── Record extracts ──
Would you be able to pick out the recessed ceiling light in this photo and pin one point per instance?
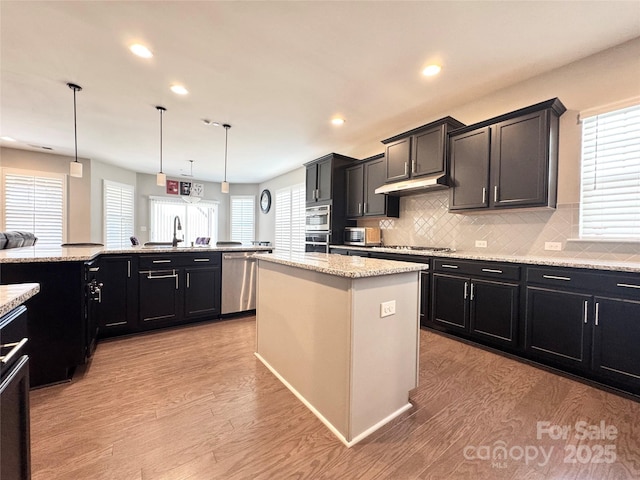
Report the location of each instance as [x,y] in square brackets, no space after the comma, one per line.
[141,50]
[179,89]
[431,70]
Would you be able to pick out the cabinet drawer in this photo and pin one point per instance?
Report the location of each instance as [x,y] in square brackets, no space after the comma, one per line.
[480,269]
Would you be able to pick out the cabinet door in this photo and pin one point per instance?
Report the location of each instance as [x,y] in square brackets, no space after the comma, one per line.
[470,169]
[449,303]
[15,463]
[520,161]
[374,177]
[427,157]
[557,326]
[424,298]
[159,293]
[494,311]
[355,190]
[202,292]
[311,183]
[616,337]
[117,309]
[324,180]
[398,156]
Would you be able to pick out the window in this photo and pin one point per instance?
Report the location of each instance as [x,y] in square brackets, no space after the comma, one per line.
[35,202]
[289,206]
[118,213]
[243,210]
[197,219]
[610,183]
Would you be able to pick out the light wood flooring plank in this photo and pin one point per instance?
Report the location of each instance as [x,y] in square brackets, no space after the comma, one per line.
[194,403]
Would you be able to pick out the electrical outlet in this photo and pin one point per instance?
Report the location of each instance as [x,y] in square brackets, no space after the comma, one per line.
[388,308]
[557,246]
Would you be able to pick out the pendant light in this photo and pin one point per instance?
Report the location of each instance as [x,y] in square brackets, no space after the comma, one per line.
[161,178]
[75,167]
[224,188]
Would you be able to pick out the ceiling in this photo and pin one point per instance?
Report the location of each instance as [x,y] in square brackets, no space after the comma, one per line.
[276,71]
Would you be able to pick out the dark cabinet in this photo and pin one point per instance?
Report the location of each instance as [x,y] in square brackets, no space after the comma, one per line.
[557,326]
[361,182]
[487,309]
[616,336]
[202,291]
[319,180]
[179,288]
[159,296]
[116,311]
[421,151]
[509,161]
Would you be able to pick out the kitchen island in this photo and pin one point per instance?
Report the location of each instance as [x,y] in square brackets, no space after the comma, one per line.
[342,334]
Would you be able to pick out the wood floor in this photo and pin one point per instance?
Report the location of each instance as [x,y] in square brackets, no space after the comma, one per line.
[194,403]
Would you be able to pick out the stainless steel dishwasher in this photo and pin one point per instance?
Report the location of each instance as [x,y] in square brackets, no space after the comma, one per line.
[239,271]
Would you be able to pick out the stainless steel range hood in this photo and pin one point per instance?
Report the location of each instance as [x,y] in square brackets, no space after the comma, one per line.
[415,185]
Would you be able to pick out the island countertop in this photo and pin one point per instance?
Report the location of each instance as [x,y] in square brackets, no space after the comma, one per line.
[14,295]
[341,265]
[81,254]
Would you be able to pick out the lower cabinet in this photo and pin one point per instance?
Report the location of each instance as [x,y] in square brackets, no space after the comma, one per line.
[116,311]
[557,327]
[485,309]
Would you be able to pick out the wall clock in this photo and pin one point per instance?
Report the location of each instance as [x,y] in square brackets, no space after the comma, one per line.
[265,201]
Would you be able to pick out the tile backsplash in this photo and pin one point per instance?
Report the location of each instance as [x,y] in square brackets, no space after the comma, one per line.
[425,221]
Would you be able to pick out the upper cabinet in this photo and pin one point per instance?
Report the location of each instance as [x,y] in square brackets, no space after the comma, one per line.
[510,161]
[418,152]
[362,180]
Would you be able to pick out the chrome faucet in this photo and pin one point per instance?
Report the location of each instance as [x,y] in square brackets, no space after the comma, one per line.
[176,226]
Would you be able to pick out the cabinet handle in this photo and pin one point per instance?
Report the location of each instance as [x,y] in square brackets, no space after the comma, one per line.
[555,277]
[586,307]
[16,348]
[491,270]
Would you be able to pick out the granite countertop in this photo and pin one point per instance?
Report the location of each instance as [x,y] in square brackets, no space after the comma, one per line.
[342,265]
[570,262]
[14,295]
[80,254]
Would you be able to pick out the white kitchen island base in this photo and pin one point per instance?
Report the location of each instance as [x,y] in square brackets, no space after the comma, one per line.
[323,336]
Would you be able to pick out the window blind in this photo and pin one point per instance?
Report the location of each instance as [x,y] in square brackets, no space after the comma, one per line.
[197,219]
[35,203]
[289,208]
[243,218]
[610,180]
[118,213]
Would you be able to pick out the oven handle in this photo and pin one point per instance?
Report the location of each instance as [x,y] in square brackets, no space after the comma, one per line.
[17,346]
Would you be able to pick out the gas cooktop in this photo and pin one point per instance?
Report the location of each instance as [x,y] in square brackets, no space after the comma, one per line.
[411,247]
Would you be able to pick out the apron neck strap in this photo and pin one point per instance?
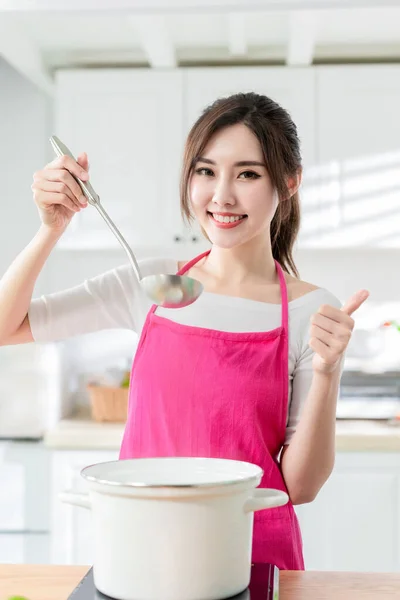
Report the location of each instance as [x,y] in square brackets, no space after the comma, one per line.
[282,283]
[284,297]
[192,262]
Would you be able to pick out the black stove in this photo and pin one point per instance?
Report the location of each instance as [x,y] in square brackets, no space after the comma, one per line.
[264,585]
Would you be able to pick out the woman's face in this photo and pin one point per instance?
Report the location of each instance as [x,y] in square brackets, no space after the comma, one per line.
[231,192]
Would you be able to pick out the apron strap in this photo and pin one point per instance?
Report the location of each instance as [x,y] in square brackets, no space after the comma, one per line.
[192,262]
[284,297]
[282,282]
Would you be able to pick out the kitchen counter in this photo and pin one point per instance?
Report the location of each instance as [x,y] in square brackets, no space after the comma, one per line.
[57,582]
[80,432]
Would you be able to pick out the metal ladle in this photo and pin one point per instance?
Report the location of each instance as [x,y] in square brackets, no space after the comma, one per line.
[169,291]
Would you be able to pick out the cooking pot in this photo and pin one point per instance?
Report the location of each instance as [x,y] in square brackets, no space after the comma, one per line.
[173,528]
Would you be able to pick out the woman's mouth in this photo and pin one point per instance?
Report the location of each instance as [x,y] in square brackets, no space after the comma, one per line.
[226,220]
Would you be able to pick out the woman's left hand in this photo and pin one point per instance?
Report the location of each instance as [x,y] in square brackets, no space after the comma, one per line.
[330,332]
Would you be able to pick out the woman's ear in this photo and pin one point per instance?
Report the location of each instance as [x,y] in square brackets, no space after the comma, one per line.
[294,182]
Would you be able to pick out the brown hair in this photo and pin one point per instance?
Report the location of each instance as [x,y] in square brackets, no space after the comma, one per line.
[280,145]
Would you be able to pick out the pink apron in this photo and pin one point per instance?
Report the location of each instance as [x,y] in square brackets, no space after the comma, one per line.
[203,392]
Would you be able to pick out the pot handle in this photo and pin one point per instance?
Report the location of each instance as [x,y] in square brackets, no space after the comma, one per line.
[265,498]
[76,499]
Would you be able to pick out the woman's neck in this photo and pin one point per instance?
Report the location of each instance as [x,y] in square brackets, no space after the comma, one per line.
[249,263]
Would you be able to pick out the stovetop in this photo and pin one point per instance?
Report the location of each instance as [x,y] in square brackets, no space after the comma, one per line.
[264,585]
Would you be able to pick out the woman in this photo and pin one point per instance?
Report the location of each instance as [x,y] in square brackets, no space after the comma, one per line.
[241,373]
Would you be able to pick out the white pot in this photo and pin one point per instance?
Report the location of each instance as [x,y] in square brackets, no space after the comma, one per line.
[173,528]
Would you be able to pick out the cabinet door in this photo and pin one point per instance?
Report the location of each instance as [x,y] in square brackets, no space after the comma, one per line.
[71,532]
[129,121]
[293,89]
[353,523]
[359,155]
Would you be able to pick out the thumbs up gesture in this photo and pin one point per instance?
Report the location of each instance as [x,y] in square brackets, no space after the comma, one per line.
[330,332]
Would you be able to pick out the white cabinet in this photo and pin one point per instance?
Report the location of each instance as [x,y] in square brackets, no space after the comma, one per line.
[353,525]
[358,140]
[24,502]
[71,530]
[129,121]
[133,124]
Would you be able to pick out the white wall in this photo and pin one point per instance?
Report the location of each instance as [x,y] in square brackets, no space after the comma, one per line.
[25,125]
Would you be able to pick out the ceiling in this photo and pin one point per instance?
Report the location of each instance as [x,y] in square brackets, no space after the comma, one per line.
[39,42]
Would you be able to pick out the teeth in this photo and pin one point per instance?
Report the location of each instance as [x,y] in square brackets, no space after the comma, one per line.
[222,219]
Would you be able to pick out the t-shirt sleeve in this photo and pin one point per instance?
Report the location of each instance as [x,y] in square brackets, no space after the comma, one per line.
[112,300]
[303,372]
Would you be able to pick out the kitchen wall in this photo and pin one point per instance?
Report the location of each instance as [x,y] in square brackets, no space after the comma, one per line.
[26,124]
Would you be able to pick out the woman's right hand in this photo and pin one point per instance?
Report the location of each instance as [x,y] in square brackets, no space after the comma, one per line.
[56,193]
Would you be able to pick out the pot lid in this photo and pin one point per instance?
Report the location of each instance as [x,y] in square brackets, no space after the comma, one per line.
[173,472]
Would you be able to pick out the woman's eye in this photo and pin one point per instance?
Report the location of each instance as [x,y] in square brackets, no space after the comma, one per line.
[249,175]
[204,171]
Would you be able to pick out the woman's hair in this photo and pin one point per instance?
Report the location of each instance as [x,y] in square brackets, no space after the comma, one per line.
[277,135]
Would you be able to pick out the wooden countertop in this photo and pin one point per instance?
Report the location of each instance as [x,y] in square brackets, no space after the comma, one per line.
[47,582]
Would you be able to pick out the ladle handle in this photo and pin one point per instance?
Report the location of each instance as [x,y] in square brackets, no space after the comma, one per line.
[94,199]
[121,239]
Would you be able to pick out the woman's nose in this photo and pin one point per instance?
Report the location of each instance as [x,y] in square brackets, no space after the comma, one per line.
[223,195]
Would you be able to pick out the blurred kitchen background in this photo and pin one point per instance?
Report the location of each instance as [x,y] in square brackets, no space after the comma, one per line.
[124,84]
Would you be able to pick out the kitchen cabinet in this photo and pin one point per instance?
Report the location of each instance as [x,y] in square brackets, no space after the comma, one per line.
[71,527]
[129,121]
[133,123]
[358,149]
[24,502]
[353,523]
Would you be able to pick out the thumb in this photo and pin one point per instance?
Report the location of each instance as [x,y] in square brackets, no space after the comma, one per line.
[82,160]
[355,301]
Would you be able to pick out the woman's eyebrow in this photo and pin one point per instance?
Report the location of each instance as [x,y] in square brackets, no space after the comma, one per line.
[240,163]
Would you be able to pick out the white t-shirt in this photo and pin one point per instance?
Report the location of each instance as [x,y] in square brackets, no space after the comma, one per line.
[114,300]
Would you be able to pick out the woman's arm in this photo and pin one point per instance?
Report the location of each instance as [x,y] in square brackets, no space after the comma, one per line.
[16,287]
[308,460]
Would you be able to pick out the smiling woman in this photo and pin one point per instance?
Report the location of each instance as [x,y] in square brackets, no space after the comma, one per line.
[250,371]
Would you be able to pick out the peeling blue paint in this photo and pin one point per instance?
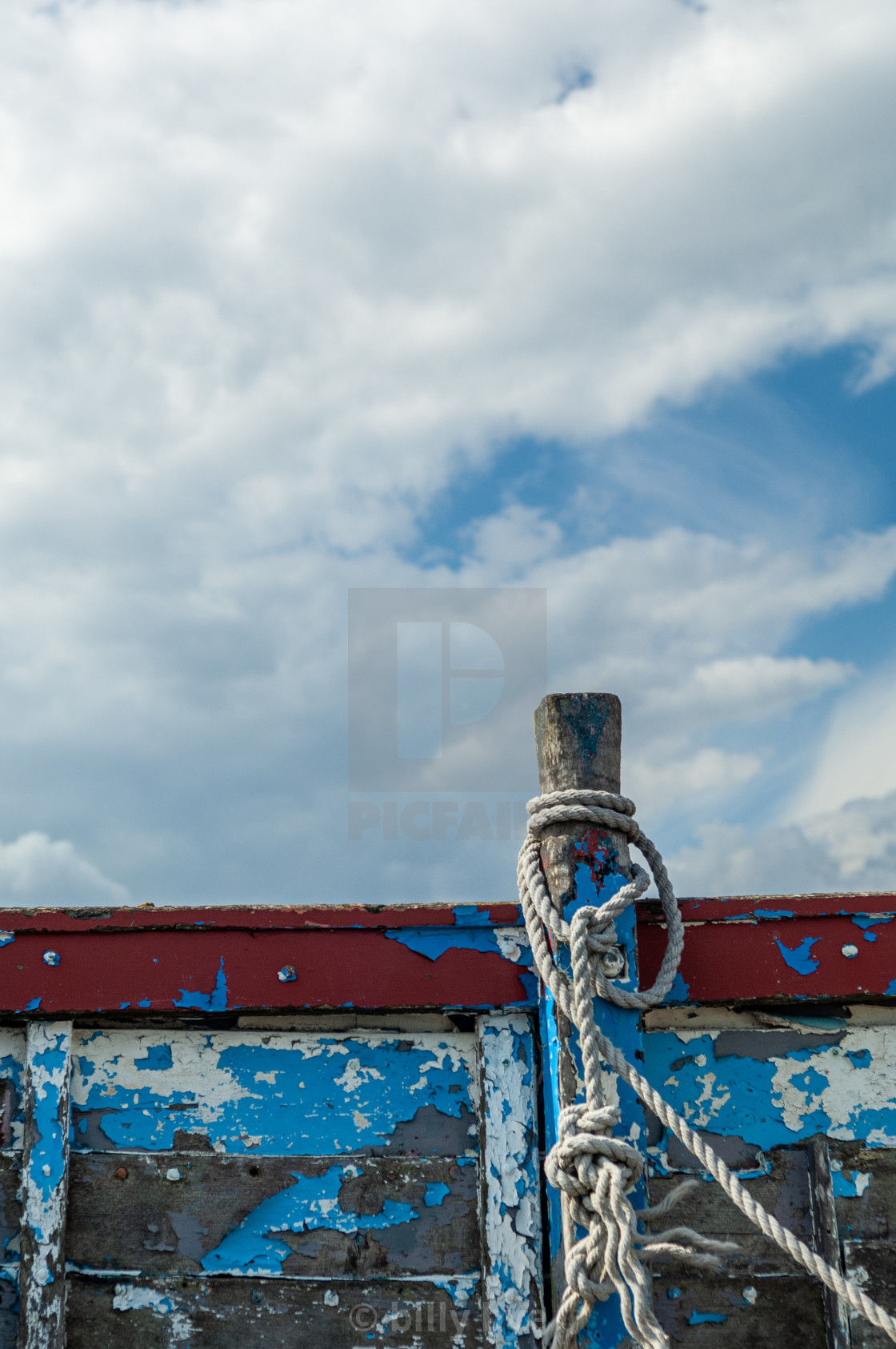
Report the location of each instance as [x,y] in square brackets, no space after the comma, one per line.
[679,992]
[308,1205]
[849,1185]
[801,958]
[469,915]
[434,942]
[776,1099]
[300,1095]
[214,1001]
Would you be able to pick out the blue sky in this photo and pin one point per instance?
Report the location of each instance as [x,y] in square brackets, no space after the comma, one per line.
[589,297]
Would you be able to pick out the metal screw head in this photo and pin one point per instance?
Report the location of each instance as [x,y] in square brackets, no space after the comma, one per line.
[611,963]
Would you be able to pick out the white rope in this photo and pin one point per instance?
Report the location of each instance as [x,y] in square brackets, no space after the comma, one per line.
[593,1170]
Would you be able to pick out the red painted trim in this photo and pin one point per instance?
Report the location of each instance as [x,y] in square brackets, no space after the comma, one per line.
[184,965]
[170,958]
[255,919]
[791,949]
[762,907]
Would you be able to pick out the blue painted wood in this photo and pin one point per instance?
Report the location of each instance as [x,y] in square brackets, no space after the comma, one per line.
[512,1175]
[45,1185]
[594,885]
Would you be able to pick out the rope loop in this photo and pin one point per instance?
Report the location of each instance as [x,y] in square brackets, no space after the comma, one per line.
[594,1170]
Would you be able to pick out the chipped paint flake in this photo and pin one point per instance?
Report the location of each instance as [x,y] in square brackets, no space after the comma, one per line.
[770,1091]
[131,1298]
[45,1178]
[513,1213]
[310,1205]
[289,1093]
[801,957]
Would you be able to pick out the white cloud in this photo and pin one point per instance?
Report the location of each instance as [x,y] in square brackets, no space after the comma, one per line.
[852,849]
[273,275]
[857,757]
[35,869]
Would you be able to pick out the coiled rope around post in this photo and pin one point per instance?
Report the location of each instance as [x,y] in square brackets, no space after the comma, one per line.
[593,1170]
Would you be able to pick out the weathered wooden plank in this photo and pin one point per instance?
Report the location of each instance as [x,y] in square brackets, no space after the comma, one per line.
[8,1309]
[578,739]
[278,1313]
[10,1207]
[827,1241]
[715,1311]
[45,1179]
[512,1197]
[872,1264]
[864,1183]
[275,1093]
[786,1191]
[202,1215]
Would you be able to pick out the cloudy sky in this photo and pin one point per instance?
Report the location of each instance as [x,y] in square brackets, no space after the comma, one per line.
[590,296]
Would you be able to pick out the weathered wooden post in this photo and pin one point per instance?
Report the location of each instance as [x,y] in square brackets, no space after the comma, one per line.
[578,739]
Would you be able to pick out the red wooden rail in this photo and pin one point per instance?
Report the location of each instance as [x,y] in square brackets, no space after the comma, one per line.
[227,959]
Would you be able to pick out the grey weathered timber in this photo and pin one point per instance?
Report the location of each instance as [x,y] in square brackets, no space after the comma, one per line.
[578,741]
[579,745]
[866,1225]
[125,1213]
[45,1177]
[762,1298]
[275,1313]
[827,1241]
[10,1201]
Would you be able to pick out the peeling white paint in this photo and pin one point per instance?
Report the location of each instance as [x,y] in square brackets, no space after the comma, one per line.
[355,1077]
[512,943]
[130,1298]
[512,1217]
[45,1177]
[849,1091]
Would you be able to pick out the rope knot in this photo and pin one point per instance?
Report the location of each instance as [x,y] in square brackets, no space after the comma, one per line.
[583,1148]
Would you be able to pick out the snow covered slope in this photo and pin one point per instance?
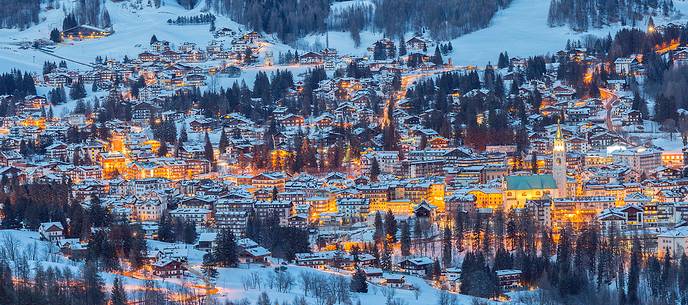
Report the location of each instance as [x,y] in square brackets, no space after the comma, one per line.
[521,29]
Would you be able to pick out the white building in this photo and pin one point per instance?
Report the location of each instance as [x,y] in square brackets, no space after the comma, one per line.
[675,242]
[51,231]
[388,161]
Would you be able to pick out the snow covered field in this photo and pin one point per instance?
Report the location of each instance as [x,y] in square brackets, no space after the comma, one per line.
[230,281]
[521,29]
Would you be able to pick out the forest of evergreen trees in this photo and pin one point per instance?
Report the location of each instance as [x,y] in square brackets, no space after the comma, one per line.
[581,15]
[445,19]
[292,19]
[19,14]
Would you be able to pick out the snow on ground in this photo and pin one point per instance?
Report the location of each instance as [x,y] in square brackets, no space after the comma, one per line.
[338,6]
[521,29]
[230,281]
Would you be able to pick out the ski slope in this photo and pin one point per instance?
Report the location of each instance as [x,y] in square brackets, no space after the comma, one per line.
[230,281]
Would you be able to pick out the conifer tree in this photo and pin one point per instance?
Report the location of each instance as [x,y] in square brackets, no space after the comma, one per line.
[358,282]
[405,239]
[118,296]
[225,252]
[391,226]
[446,247]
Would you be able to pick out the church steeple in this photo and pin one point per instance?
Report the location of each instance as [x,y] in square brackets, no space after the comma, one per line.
[559,162]
[559,144]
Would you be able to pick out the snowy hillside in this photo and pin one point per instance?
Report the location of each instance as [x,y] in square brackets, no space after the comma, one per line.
[231,283]
[521,29]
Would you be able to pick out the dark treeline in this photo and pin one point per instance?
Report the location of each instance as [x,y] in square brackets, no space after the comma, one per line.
[283,242]
[198,19]
[581,15]
[19,14]
[89,12]
[292,19]
[288,19]
[17,83]
[354,19]
[445,19]
[431,99]
[665,82]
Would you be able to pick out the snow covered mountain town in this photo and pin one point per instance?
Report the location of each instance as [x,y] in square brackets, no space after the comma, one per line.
[343,152]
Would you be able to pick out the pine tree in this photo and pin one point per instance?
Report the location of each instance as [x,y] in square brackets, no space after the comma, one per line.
[683,278]
[386,257]
[165,231]
[379,234]
[225,252]
[77,91]
[405,239]
[358,282]
[374,169]
[446,247]
[402,46]
[436,269]
[224,142]
[391,226]
[437,58]
[208,148]
[118,296]
[93,285]
[208,266]
[634,273]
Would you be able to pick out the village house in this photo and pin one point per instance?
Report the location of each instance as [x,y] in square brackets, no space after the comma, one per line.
[51,231]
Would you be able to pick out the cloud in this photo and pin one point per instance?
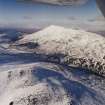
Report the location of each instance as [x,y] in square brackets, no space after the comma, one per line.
[59,2]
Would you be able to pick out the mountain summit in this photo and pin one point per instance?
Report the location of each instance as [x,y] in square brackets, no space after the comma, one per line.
[88,49]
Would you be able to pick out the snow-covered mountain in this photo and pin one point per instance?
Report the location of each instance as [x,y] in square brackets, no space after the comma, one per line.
[80,48]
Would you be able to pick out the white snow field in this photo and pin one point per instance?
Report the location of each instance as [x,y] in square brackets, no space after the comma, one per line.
[27,78]
[80,48]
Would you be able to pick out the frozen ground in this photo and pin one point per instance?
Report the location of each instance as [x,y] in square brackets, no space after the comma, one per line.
[26,79]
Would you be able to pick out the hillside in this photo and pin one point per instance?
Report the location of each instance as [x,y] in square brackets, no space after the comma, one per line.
[69,46]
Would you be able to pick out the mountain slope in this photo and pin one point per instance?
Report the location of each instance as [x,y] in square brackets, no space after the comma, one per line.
[80,48]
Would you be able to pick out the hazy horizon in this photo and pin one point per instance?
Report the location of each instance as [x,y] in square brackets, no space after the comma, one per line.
[37,15]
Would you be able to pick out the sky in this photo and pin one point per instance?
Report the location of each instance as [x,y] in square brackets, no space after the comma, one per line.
[37,15]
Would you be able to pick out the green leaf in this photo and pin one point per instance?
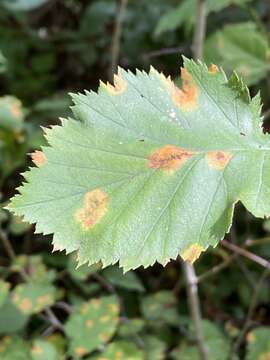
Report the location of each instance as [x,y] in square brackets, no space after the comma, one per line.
[43,350]
[11,113]
[14,348]
[129,281]
[185,13]
[92,324]
[32,298]
[258,344]
[241,47]
[11,318]
[23,5]
[120,350]
[4,290]
[150,171]
[218,346]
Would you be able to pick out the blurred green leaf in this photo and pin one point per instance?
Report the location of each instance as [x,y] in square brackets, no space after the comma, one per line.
[92,324]
[240,47]
[129,280]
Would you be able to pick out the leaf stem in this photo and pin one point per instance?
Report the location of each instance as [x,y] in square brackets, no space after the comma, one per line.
[194,305]
[190,274]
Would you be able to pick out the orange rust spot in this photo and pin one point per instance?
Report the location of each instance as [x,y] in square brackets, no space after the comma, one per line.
[213,69]
[37,349]
[192,253]
[169,158]
[80,351]
[95,207]
[25,305]
[38,158]
[218,159]
[119,86]
[187,98]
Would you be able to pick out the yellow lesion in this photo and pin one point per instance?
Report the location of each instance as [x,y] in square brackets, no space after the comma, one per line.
[169,158]
[192,253]
[38,158]
[218,159]
[118,87]
[80,351]
[213,69]
[94,208]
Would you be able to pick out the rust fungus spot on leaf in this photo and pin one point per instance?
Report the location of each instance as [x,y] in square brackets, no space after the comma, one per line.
[218,159]
[25,305]
[192,253]
[119,86]
[37,349]
[95,207]
[169,158]
[80,351]
[38,158]
[213,69]
[187,97]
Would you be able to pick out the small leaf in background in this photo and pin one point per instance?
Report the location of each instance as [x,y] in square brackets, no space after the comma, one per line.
[92,324]
[82,272]
[160,306]
[23,5]
[11,318]
[121,350]
[14,348]
[240,47]
[129,280]
[11,113]
[33,297]
[218,346]
[4,291]
[43,350]
[258,347]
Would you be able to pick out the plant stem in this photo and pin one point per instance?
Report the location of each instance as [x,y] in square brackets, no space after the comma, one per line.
[117,37]
[194,305]
[190,274]
[200,29]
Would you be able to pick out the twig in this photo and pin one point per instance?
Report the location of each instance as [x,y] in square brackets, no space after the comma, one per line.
───
• [What needs to be done]: Return only the lines running from the line with "Would you be able to pick out the orange" to the last line of the records, both included, exactly as written.

• [Answer to the task]:
Would you be able to pick out the orange rust spot in this photo and pin one point per instance?
Report the location of each instance as [x,y] in square brackets, no space after the comma, one per line.
[213,69]
[37,349]
[192,253]
[169,158]
[80,351]
[95,207]
[25,305]
[38,158]
[218,159]
[119,86]
[187,98]
Would you be able to pick out the yellow lesion in this photo and pin one point per instance?
Report the location of each instance as [x,y] in square brackets, no space after the comma, one per line.
[169,158]
[192,253]
[38,158]
[218,159]
[118,87]
[80,351]
[213,69]
[94,208]
Would you be able to pick out the rust fungus spot on leaf in this photo and pin one point per instance?
Report the location of each instance as [x,y] in square brackets, no space after the comma, one per line.
[218,159]
[25,305]
[192,253]
[119,86]
[37,349]
[95,207]
[169,158]
[80,351]
[38,158]
[213,69]
[187,97]
Would you be able to pick out the small leaf in background in this photo and pin one point per instance?
Report the location of each instance as [x,y] in square brackets, no space after the comma, one per line.
[92,324]
[82,272]
[160,306]
[23,5]
[11,318]
[121,350]
[14,348]
[240,47]
[129,280]
[11,113]
[33,297]
[218,346]
[4,291]
[43,350]
[258,347]
Would you be able to pick out the plant stem in this photo and pin one point per instance?
Report the location of each instance as [x,y] in square brackets, no space after the comma, one per line.
[117,37]
[194,305]
[190,274]
[200,29]
Would you be able to pick out the twig in this photo and pin one point per instance?
Report the location of each instance as [x,y] in square brackets, no space after the comma, one per line.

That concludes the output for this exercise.